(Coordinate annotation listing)
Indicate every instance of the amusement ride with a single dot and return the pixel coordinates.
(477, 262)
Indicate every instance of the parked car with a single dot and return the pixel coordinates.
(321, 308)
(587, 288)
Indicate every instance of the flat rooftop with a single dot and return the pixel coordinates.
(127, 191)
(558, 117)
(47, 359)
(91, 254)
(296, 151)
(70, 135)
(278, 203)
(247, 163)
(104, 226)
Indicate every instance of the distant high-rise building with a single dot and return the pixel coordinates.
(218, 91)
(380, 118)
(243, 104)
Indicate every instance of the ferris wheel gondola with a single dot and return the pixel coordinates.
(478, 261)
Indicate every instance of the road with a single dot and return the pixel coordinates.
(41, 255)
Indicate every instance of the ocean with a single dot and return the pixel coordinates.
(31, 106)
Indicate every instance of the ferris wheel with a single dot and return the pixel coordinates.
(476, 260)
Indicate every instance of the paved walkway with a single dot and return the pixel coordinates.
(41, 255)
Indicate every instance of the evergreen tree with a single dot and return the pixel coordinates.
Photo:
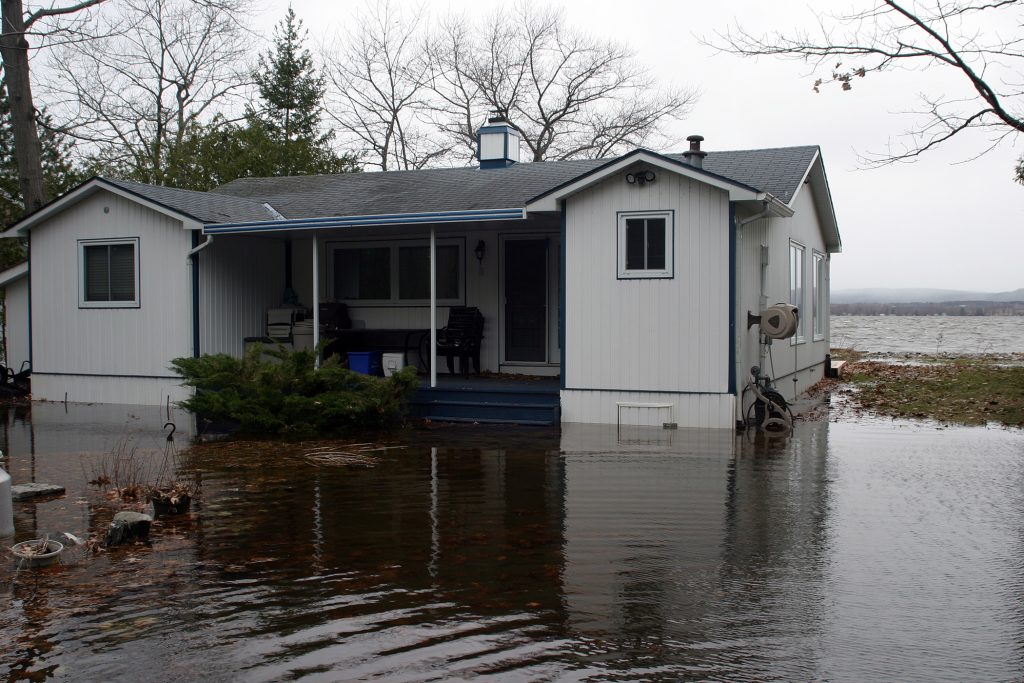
(292, 94)
(282, 137)
(59, 175)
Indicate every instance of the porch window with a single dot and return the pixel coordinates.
(396, 273)
(109, 273)
(797, 289)
(818, 295)
(645, 241)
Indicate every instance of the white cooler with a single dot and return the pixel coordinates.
(392, 363)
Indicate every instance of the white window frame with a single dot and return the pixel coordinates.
(393, 246)
(798, 266)
(818, 261)
(670, 231)
(82, 301)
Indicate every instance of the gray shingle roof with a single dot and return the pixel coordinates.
(778, 171)
(204, 207)
(407, 191)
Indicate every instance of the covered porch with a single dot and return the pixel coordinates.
(398, 278)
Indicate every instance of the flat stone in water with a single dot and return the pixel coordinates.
(128, 526)
(26, 492)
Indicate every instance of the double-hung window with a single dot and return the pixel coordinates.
(109, 273)
(396, 273)
(797, 289)
(645, 244)
(818, 295)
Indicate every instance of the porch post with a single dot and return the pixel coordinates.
(433, 308)
(315, 300)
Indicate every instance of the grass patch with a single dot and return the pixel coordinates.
(970, 391)
(848, 354)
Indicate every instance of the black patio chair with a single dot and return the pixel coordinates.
(461, 337)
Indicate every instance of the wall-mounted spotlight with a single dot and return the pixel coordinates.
(640, 177)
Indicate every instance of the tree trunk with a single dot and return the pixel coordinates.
(14, 49)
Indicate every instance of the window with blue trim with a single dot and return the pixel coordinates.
(109, 273)
(645, 241)
(396, 273)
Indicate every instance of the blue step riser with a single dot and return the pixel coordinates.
(545, 415)
(540, 398)
(488, 411)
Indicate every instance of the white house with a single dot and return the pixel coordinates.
(628, 279)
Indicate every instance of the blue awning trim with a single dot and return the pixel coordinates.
(356, 221)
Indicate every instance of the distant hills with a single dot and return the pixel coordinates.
(882, 295)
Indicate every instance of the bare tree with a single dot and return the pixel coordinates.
(379, 90)
(17, 26)
(950, 35)
(134, 94)
(568, 94)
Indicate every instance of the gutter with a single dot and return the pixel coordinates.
(197, 250)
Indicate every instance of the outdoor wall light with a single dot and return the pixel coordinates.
(640, 177)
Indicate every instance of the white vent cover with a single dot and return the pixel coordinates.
(780, 321)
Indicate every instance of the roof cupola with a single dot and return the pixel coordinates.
(498, 142)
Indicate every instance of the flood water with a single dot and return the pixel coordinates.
(847, 552)
(929, 334)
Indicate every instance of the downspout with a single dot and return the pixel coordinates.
(316, 352)
(193, 257)
(737, 370)
(433, 308)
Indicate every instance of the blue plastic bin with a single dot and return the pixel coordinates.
(368, 363)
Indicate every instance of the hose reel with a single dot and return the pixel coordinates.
(777, 322)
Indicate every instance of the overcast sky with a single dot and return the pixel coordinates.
(943, 221)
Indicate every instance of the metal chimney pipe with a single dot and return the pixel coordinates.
(693, 156)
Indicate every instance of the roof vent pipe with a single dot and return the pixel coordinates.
(693, 156)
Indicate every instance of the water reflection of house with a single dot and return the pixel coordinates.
(629, 278)
(481, 524)
(686, 551)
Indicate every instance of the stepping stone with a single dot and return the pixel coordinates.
(128, 526)
(25, 492)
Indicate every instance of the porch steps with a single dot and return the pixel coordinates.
(493, 406)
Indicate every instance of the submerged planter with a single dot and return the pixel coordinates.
(170, 505)
(37, 553)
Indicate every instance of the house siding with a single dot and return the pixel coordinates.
(110, 354)
(784, 360)
(659, 340)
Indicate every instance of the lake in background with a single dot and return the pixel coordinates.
(929, 334)
(876, 550)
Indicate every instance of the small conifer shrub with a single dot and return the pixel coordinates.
(278, 391)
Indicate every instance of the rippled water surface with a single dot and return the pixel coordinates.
(930, 334)
(848, 552)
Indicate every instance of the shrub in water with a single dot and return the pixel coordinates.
(287, 394)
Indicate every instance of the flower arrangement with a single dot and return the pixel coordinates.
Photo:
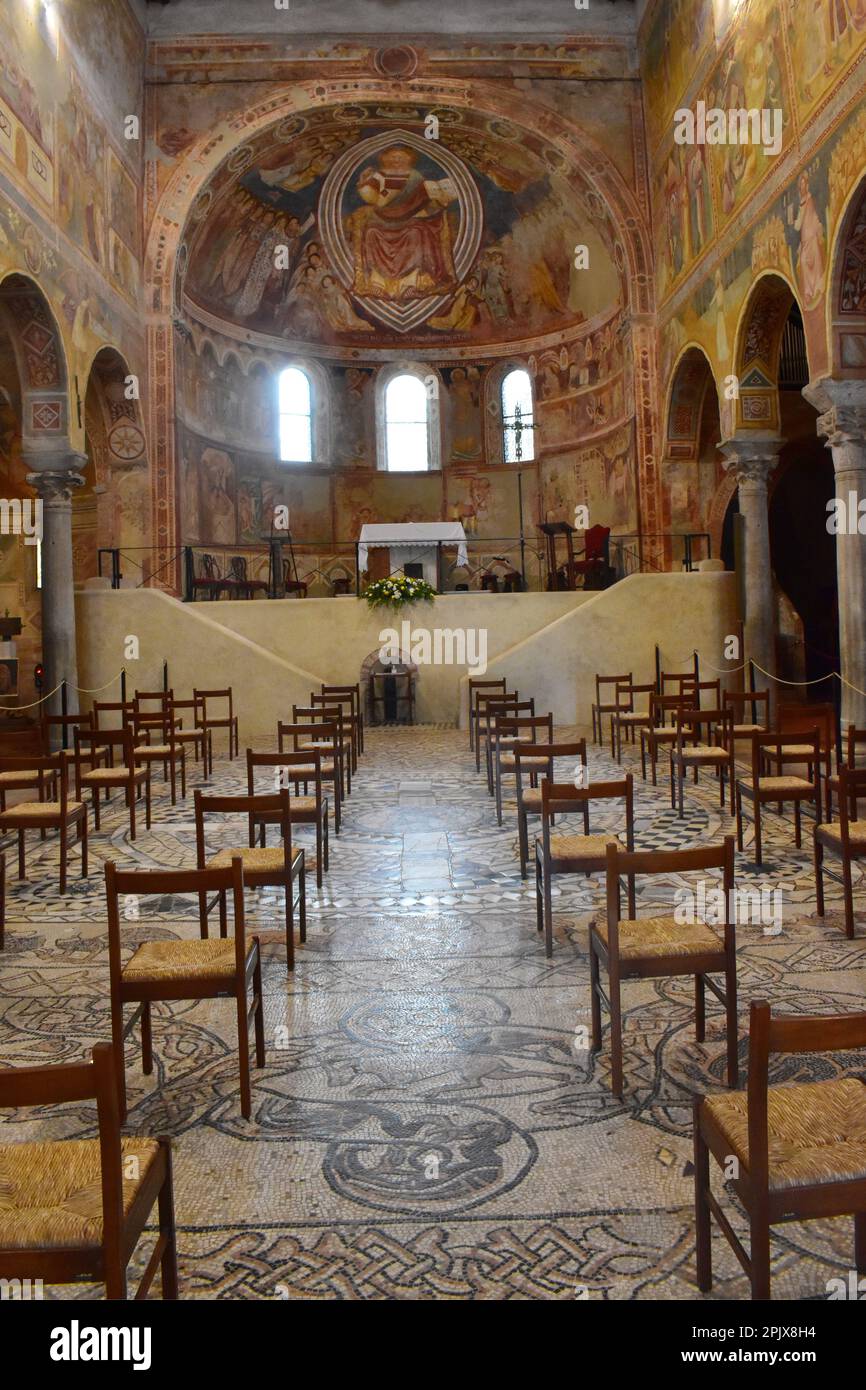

AIM: Switch every "a single dot" in the listing above to "one marker" and reproduce the listing with nothing else altered. Omit the pictures from your version.

FULL ANSWER:
Indicate every instance of the amusement ride with one marker and return the pixel coordinates.
(477, 262)
Indicate every instance of the parked car with one marker and return the pixel coordinates.
(321, 308)
(587, 288)
Indicate every instance of the flat rooftop with one marker and return the pixel coordinates.
(127, 191)
(558, 117)
(47, 359)
(91, 254)
(296, 151)
(70, 135)
(278, 203)
(247, 163)
(104, 226)
Indicate every instance of the distant high-rise building with one marker and return the pixel coordinates.
(218, 91)
(380, 118)
(243, 104)
Indicate every instance of the ferris wheel gondola with one marker and return the pixel coordinates.
(478, 261)
Indicate every instance of the road with one marker and return the pixel coordinates.
(41, 255)
Indicate every instance of the ocean with one marker and return the pixel coordinates.
(31, 106)
Indicate every instance of the ferris wheel with one marker and return the pixel coordinates.
(476, 260)
Indicate every instance of the paved walkway with one marker and return the pixel coordinates.
(41, 255)
Indicate every instance of the evergreen tree with one marker and return the pixel coordinates.
Photo:
(292, 94)
(282, 137)
(59, 175)
Indicate every instance of the porch window with one marker and return the pixel coordinates.
(396, 273)
(109, 273)
(797, 289)
(818, 295)
(645, 241)
Indicate every instance of the white cooler with one marker and return the pixel coordinates.
(392, 363)
Indicate every instance of the white window frame with one marker and return the pixel coordinates.
(393, 246)
(798, 266)
(818, 261)
(670, 231)
(82, 301)
Indicate every instance of the gray shingle roof with one marker and return the pixel coordinates.
(778, 171)
(204, 207)
(407, 191)
Indicate every instance of the covered porch with one marker and return the pixel coordinates.
(398, 278)
Indicate every instance of the flat stone in water with one marker and return the pixel coordinates.
(128, 526)
(26, 492)
Indicate every instance of the double-hung window with one marker and return the pixel coordinates.
(109, 273)
(396, 273)
(797, 289)
(645, 244)
(818, 295)
Indicate every instance of the porch post with one marker and return the pixel coordinates.
(433, 308)
(315, 300)
Indicate every instance of the grass patch with one marker and return the pixel coordinates.
(970, 391)
(848, 354)
Indicate every instance of the black patio chair with one marker and return the pixel coordinates.
(461, 337)
Indicate every instance of the wall-mounted spotlight with one marker and return the pixel coordinates.
(640, 177)
Indicate every instance of the tree trunk with one marker and return the pixel coordinates.
(14, 49)
Indicate every instance of the window with blue trim with one marker and return the pixel coordinates.
(109, 273)
(645, 241)
(396, 273)
Indicate every instance of the blue step riser with one marker and return the pixel coordinates.
(545, 415)
(540, 398)
(488, 411)
Indicate every instance of the white house with one marker and return the pixel coordinates.
(628, 279)
Indicate every instance of the blue awning trim with one marker and return the pixel coordinates.
(356, 221)
Indicate every instance of the distant hills with one marker and return the pixel coordinates.
(882, 295)
Indicate every instance of the bare tree with one marker and return the pixel coordinates.
(379, 90)
(17, 26)
(950, 35)
(134, 94)
(568, 94)
Indicate every instance of the gutter with one marker and return the pixel coordinates.
(197, 250)
Indicate every instance of the outdoor wall light with one marker and return the pixel coordinates.
(640, 177)
Indicate every instance of the white vent cover with one marker and return the pixel coordinates.
(780, 321)
Indicate every instance of the roof cupola with one marker and return the pixel coordinates.
(498, 142)
Indicate every instance of the flood water with one marker and return the pixel coordinates.
(847, 552)
(929, 334)
Indicate every instance of the downspout with one marker and return the pixel coordinates.
(316, 352)
(193, 257)
(737, 370)
(433, 308)
Indicate every instance of the blue plastic bin with one marker and return the pixel coordinates.
(368, 363)
Indicate every instance of the hose reel with one marker and return the pixel coordinates.
(777, 322)
Indicate every instance of the overcast sky with one marker and return the pixel coordinates.
(943, 221)
Indicate every instance of the metal chimney pipe with one marker and return the pixel coordinates.
(693, 156)
Indicate every instance of the roof vent pipe with one marker and return the pixel coordinates.
(693, 156)
Indicate every instance of the water reflection of house with one marker and return the pixel coordinates.
(629, 278)
(481, 524)
(686, 551)
Indicate every instance of the stepping stone with one marker and return the pixel coordinates.
(128, 526)
(25, 492)
Indicate every instance of the porch steps with one marker and return the pixel coordinates.
(493, 406)
Indicate every instance of the submerged planter with one marker and return the pixel coordinates.
(170, 505)
(37, 553)
Indicate every instance of the house siding with one marker and return the pixel coordinates.
(110, 354)
(784, 360)
(659, 340)
Indicate every instance of the lake in background with one marker and return the pixel coordinates.
(929, 334)
(876, 550)
Indicate every instance of the small conifer shrub with one marker and return the pixel coordinates.
(278, 391)
Indicate every instance of the rippled water surface with one marker and return the pixel coordinates.
(930, 334)
(848, 552)
Indicate every instance of the shrub in water with one marker and return the pixel coordinates.
(287, 394)
Indicate every instance of the flower arrangement with one marker and return the pixel coordinates.
Photo:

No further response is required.